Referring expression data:
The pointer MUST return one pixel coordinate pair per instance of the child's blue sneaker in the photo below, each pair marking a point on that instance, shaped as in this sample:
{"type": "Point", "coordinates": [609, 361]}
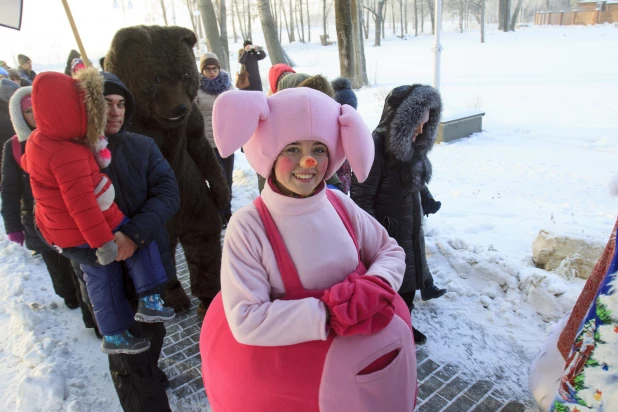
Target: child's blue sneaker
{"type": "Point", "coordinates": [150, 309]}
{"type": "Point", "coordinates": [124, 343]}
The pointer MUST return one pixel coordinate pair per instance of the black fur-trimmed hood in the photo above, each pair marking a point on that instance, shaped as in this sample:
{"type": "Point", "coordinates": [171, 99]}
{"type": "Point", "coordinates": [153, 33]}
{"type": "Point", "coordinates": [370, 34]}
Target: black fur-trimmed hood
{"type": "Point", "coordinates": [22, 129]}
{"type": "Point", "coordinates": [402, 114]}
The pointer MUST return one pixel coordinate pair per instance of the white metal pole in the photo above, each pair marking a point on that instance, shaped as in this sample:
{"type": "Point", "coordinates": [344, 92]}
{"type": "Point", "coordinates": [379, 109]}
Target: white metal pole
{"type": "Point", "coordinates": [437, 47]}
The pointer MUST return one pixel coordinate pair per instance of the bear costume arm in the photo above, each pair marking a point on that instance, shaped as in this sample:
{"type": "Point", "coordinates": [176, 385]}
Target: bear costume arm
{"type": "Point", "coordinates": [204, 157]}
{"type": "Point", "coordinates": [163, 199]}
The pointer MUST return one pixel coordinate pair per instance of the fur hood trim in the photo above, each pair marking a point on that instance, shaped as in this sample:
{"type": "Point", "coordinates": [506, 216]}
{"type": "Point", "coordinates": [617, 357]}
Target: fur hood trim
{"type": "Point", "coordinates": [90, 83]}
{"type": "Point", "coordinates": [319, 83]}
{"type": "Point", "coordinates": [17, 118]}
{"type": "Point", "coordinates": [407, 117]}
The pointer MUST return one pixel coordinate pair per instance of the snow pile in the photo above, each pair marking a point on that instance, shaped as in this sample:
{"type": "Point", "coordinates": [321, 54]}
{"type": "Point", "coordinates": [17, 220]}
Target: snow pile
{"type": "Point", "coordinates": [49, 361]}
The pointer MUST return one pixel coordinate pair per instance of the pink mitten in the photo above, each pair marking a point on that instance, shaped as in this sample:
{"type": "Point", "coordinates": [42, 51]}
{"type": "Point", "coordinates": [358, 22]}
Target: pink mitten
{"type": "Point", "coordinates": [360, 305]}
{"type": "Point", "coordinates": [17, 237]}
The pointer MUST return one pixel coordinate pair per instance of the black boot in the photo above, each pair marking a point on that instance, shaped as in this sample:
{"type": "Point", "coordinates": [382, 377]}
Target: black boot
{"type": "Point", "coordinates": [432, 292]}
{"type": "Point", "coordinates": [419, 337]}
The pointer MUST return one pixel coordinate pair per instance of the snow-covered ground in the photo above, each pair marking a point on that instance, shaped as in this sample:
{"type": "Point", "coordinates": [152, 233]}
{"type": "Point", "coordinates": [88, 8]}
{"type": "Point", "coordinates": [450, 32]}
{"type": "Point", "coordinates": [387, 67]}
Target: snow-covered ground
{"type": "Point", "coordinates": [543, 161]}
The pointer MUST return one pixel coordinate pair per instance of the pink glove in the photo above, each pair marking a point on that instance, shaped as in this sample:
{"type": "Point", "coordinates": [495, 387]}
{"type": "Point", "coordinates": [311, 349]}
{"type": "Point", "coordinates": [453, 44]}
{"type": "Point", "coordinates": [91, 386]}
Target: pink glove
{"type": "Point", "coordinates": [360, 305]}
{"type": "Point", "coordinates": [17, 237]}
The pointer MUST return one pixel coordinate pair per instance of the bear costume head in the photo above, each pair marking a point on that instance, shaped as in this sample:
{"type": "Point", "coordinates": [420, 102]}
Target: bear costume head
{"type": "Point", "coordinates": [163, 93]}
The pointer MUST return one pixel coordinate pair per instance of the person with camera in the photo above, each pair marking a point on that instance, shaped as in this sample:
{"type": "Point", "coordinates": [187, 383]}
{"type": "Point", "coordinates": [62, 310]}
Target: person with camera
{"type": "Point", "coordinates": [249, 56]}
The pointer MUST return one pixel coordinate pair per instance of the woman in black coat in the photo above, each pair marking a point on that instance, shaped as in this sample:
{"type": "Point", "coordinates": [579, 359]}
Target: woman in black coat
{"type": "Point", "coordinates": [396, 193]}
{"type": "Point", "coordinates": [250, 55]}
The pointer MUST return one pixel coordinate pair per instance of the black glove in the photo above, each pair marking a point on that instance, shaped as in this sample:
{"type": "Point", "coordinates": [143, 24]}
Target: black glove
{"type": "Point", "coordinates": [431, 207]}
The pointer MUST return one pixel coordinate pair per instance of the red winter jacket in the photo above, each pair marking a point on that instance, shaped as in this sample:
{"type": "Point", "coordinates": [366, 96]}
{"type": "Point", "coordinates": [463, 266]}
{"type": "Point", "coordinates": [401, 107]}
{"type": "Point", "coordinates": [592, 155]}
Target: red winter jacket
{"type": "Point", "coordinates": [64, 173]}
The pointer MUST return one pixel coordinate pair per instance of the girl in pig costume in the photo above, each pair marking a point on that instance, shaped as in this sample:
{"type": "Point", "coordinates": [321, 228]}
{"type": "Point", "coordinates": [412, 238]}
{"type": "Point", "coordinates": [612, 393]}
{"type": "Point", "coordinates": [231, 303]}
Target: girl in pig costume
{"type": "Point", "coordinates": [308, 318]}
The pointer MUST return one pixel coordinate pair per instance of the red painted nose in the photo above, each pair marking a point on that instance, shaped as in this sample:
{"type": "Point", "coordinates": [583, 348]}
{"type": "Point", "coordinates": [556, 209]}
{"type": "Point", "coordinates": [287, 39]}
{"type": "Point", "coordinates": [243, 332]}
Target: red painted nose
{"type": "Point", "coordinates": [308, 162]}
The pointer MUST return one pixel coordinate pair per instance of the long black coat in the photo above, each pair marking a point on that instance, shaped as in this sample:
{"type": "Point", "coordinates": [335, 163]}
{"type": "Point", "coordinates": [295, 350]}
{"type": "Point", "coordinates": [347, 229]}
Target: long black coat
{"type": "Point", "coordinates": [250, 59]}
{"type": "Point", "coordinates": [145, 186]}
{"type": "Point", "coordinates": [392, 193]}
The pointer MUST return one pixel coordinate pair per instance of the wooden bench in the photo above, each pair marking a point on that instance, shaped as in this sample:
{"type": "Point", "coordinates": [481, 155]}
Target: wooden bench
{"type": "Point", "coordinates": [459, 124]}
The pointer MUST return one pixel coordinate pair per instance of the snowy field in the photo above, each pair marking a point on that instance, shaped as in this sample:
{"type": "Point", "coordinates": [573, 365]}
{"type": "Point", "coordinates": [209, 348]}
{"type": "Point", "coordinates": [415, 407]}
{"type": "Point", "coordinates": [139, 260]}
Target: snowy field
{"type": "Point", "coordinates": [543, 161]}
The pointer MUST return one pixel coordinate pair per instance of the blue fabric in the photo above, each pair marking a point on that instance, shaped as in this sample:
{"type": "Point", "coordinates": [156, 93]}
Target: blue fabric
{"type": "Point", "coordinates": [105, 287]}
{"type": "Point", "coordinates": [216, 86]}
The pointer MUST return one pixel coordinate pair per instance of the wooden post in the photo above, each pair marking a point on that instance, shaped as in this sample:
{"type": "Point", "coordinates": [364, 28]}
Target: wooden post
{"type": "Point", "coordinates": [78, 39]}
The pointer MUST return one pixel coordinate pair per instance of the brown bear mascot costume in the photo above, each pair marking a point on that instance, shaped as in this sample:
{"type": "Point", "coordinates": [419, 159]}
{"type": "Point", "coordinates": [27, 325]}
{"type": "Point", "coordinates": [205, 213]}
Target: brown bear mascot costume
{"type": "Point", "coordinates": [158, 66]}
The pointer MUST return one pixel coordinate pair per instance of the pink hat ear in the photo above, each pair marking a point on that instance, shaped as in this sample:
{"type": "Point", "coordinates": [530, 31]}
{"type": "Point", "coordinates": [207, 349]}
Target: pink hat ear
{"type": "Point", "coordinates": [357, 142]}
{"type": "Point", "coordinates": [235, 117]}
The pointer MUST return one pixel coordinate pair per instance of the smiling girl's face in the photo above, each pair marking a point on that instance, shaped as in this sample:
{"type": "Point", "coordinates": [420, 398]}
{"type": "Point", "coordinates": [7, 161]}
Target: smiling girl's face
{"type": "Point", "coordinates": [294, 174]}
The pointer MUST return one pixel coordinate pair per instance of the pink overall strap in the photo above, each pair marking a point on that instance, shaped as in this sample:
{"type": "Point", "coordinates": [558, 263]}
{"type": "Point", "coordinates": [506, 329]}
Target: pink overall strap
{"type": "Point", "coordinates": [288, 272]}
{"type": "Point", "coordinates": [16, 146]}
{"type": "Point", "coordinates": [343, 214]}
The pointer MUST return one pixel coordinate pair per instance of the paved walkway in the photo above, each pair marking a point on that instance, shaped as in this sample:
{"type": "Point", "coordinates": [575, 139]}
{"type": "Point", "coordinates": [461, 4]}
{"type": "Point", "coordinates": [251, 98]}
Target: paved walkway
{"type": "Point", "coordinates": [441, 387]}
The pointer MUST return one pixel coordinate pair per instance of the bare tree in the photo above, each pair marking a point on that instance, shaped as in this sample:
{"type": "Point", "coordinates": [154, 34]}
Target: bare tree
{"type": "Point", "coordinates": [377, 18]}
{"type": "Point", "coordinates": [209, 21]}
{"type": "Point", "coordinates": [248, 10]}
{"type": "Point", "coordinates": [308, 21]}
{"type": "Point", "coordinates": [302, 22]}
{"type": "Point", "coordinates": [432, 16]}
{"type": "Point", "coordinates": [164, 12]}
{"type": "Point", "coordinates": [275, 50]}
{"type": "Point", "coordinates": [483, 21]}
{"type": "Point", "coordinates": [515, 13]}
{"type": "Point", "coordinates": [291, 31]}
{"type": "Point", "coordinates": [225, 58]}
{"type": "Point", "coordinates": [416, 18]}
{"type": "Point", "coordinates": [350, 42]}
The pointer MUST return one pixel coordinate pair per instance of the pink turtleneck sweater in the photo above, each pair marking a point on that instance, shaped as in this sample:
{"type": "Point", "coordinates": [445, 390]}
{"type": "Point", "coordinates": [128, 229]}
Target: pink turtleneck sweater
{"type": "Point", "coordinates": [323, 253]}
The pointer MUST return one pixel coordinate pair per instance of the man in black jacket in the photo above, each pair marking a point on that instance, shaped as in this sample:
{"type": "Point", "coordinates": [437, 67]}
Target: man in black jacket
{"type": "Point", "coordinates": [147, 192]}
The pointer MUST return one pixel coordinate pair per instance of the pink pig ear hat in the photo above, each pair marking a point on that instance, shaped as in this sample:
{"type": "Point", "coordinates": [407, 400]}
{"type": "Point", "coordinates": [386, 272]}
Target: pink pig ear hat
{"type": "Point", "coordinates": [265, 125]}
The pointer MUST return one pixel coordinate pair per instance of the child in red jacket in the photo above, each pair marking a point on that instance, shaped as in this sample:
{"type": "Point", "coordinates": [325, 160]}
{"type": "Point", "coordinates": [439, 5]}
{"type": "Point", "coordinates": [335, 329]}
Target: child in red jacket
{"type": "Point", "coordinates": [75, 207]}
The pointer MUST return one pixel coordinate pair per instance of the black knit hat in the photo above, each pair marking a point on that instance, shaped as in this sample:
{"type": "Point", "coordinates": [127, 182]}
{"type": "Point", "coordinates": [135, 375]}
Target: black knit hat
{"type": "Point", "coordinates": [113, 88]}
{"type": "Point", "coordinates": [343, 92]}
{"type": "Point", "coordinates": [23, 59]}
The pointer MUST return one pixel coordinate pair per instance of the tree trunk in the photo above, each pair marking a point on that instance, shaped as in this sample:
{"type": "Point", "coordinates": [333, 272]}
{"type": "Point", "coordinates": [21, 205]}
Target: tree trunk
{"type": "Point", "coordinates": [234, 25]}
{"type": "Point", "coordinates": [432, 16]}
{"type": "Point", "coordinates": [406, 15]}
{"type": "Point", "coordinates": [241, 25]}
{"type": "Point", "coordinates": [384, 20]}
{"type": "Point", "coordinates": [308, 22]}
{"type": "Point", "coordinates": [291, 31]}
{"type": "Point", "coordinates": [164, 12]}
{"type": "Point", "coordinates": [483, 20]}
{"type": "Point", "coordinates": [350, 42]}
{"type": "Point", "coordinates": [225, 58]}
{"type": "Point", "coordinates": [401, 17]}
{"type": "Point", "coordinates": [275, 50]}
{"type": "Point", "coordinates": [209, 21]}
{"type": "Point", "coordinates": [461, 15]}
{"type": "Point", "coordinates": [515, 13]}
{"type": "Point", "coordinates": [416, 18]}
{"type": "Point", "coordinates": [248, 11]}
{"type": "Point", "coordinates": [190, 8]}
{"type": "Point", "coordinates": [302, 20]}
{"type": "Point", "coordinates": [422, 17]}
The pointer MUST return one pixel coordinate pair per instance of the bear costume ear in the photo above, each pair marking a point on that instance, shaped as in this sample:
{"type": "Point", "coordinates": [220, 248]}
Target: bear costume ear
{"type": "Point", "coordinates": [124, 38]}
{"type": "Point", "coordinates": [186, 36]}
{"type": "Point", "coordinates": [357, 142]}
{"type": "Point", "coordinates": [235, 117]}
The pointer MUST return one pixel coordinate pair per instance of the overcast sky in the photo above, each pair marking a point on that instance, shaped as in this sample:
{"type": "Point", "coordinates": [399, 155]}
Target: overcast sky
{"type": "Point", "coordinates": [46, 35]}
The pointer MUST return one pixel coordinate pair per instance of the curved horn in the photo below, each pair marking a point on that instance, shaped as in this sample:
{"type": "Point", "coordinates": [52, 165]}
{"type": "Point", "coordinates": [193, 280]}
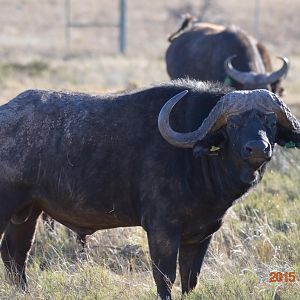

**Directions**
Which lines of the data contain the string "below"? Copy each one.

**Reply**
The pointer MUST return one pixel coordinate pair per instance of the child's blue sneaker in the photo below, each pair marking a point on that instance, shaped as in this sample:
The pointer MUST return one pixel coordinate pair per instance of the curved horn in the photo below, each pair marking a point on that instance, shaped as in this sample:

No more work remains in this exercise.